The problem —
Repeat, without any change, the entries presented below.

Extracted information —
• • •

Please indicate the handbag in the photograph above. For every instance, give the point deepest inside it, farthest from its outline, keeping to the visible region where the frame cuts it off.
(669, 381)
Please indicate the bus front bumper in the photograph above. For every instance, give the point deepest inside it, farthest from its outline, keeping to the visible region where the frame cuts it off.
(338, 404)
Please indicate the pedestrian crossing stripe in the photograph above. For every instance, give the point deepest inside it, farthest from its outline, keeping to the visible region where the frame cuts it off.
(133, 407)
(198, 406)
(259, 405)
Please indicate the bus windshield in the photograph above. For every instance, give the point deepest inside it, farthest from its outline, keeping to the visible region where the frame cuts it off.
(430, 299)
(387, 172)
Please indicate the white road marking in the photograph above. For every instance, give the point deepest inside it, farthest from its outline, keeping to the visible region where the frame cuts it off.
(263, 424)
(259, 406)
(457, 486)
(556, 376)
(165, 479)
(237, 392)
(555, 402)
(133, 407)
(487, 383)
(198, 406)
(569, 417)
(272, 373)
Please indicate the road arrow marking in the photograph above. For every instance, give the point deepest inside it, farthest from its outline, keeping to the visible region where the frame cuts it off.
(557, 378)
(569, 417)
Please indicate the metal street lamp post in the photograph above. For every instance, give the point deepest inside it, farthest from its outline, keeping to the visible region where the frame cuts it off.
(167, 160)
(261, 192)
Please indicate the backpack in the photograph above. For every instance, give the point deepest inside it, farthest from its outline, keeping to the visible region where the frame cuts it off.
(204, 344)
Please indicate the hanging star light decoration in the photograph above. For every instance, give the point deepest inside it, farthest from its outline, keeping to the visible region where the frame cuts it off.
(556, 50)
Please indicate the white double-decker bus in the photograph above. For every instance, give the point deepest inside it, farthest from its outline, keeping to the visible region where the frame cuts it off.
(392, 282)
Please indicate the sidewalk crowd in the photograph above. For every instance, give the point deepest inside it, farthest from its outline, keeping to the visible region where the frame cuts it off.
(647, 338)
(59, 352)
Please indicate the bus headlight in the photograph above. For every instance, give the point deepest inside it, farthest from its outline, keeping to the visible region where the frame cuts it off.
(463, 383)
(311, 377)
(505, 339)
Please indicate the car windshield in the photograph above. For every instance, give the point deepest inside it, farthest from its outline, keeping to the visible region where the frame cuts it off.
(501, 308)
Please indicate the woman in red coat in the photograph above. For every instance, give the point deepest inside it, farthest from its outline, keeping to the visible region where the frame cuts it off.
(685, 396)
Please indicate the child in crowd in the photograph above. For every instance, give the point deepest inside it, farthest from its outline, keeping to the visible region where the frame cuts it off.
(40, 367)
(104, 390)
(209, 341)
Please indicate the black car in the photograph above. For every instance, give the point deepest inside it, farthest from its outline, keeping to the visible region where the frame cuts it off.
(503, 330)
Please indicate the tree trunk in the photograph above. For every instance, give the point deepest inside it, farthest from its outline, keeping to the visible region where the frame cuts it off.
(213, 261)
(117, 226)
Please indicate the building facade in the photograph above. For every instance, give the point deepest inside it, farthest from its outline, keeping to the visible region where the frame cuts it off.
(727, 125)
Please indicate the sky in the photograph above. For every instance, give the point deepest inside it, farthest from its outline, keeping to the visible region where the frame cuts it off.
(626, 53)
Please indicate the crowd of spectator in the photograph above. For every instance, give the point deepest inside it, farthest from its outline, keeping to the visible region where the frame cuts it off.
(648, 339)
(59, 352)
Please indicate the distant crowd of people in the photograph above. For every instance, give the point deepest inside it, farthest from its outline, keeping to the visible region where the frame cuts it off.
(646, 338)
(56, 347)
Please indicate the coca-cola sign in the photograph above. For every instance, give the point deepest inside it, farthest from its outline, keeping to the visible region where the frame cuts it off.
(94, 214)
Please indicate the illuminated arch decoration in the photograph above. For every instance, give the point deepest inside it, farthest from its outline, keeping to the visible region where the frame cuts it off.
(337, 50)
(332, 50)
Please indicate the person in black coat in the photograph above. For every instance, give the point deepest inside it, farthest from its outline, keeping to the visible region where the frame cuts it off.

• • •

The reply —
Please indicate the handbag in the photograph above. For every instance, give the point deepest inside it, farthest from its outline, keeping to the visible region where the frame cuts it off.
(669, 381)
Please indicate the bus front bumper in the photograph above. For every instance, give the point deepest inside it, farthest from its outline, keeping to the visible region where the frame cuts it off.
(338, 404)
Please indicate the pedestrian crossing stripe in the photograph above. For every instance, give the point deepest inside it, farthest from its outline, keeping to the visible region where the frame cuts it off.
(133, 407)
(198, 406)
(259, 405)
Please indicate the bus windshield in the photograph above. For every instance, give the point deepest inside it, farthest from its outline, keeping to the visible region where the frame cuts it off.
(430, 299)
(387, 172)
Please indicate the white road marking in the photograph above. For every instance, give the point deepest inside it, farthest from its outline, keeping to the visible region where the frame cuts it off.
(263, 424)
(259, 406)
(457, 486)
(556, 376)
(165, 479)
(237, 392)
(555, 402)
(133, 407)
(487, 383)
(198, 406)
(569, 417)
(272, 373)
Please indicate the road arrow marking in the photograph above. For every instance, give the point deepest inside it, farthest from its outline, keeping to the visible region where the frame cuts it off.
(557, 378)
(569, 417)
Please indicate the metal street lamp post in the photograph above. For every instance, give the point deepest inside it, farthest from its outline, keeping to the visible region where the frame cuts it off.
(167, 160)
(261, 192)
Please indicate the backpack in the photograph above. For every instance, give the point deepest inside it, farthest from its outline, keeping to the visible region where the frame cuts it off.
(204, 344)
Please indicate the hanging star light decoration in the photograph above. For every instance, give the point deepest inside it, farthest from its outline, keeping to the visible region where the frame cuts it off.
(556, 50)
Please indicate the white double-decker bus in the photograph above. For every instance, give the point deepest inside it, farthest from its outline, keeping to the visible region where the frame cuts it off.
(392, 282)
Please indicate the sidewalk crowd in the photograph above. For every instance, give the point deepest inside it, farthest from its outline, keeping to the visible region where the frame cuts it off.
(647, 338)
(59, 352)
Please indicate the bus headlight in the photograph above. For every instance, give the point deepest inside it, farthest from its outline, keeping to the visible region where the frame cuts it off.
(463, 383)
(311, 377)
(505, 339)
Please indicate the car windshield in the photograph above. For every instance, give the point deepest inside it, farthest from its outline, keeping to the visible region where the frame cuts it off.
(501, 308)
Please indicate the woman in red coat in the photograph above. For every instance, give the point deepest inside it, farthest from its outline, keeping to the visible region where the frame cuts it off.
(685, 396)
Please indicate the child in crowd in the photograph above. For every instance, give the point deepest inside it, farthest from its outline, keeping to the visible region where the frame cuts it off.
(40, 367)
(104, 390)
(209, 341)
Please indicate the black car in the photograph above. For every instance, give the point deepest inside it, farthest from its outline, keeping to the visible region where the frame cuts it off.
(503, 330)
Please indicate the tree trunk in the photograph above. For every instance, give the point deepest inside it, farthest from its outline, keeping to the visible region where the frame cuts it off.
(213, 261)
(117, 226)
Please indicate the building facade in the photograph above. For every instance, give the point deepest inside it, farthest from its outline, keeping to the visible region where the frame cuts it off.
(727, 125)
Please indicate the sky in the photograph above. For every instance, give the point deepest inside it, farthest from its outline, keeping to the visible region where the frame cuts it off.
(626, 53)
Please indicate the crowd of spectator in the photograph above. For every instance, give the point deepest inside it, farthest from its outline, keeping to the visible region where the frame cuts it off.
(648, 339)
(59, 352)
Please indicate the distant crowd of people in the photograph above. For every instance, give the point deepest inside it, farthest from its outline, keeping to the visible region where the frame cuts it off.
(646, 338)
(56, 347)
Please indicate the coca-cola sign in the photograph above. For every instance, give the point deepest inside it, farthest from its outline, keeping to the visible region where the frame cuts it off.
(94, 214)
Please indicate the illuminated arch decoration in the photograph above. For every instance, give the point deepest inside it, farthest from its outline, keeping to the visible region where the frame cuts it off.
(337, 50)
(332, 50)
Please indicate the person in black coat in the photograph above. For every instance, give the point deepest inside it, farthest from its outline, keeping to the visible region where the frame cuts it off.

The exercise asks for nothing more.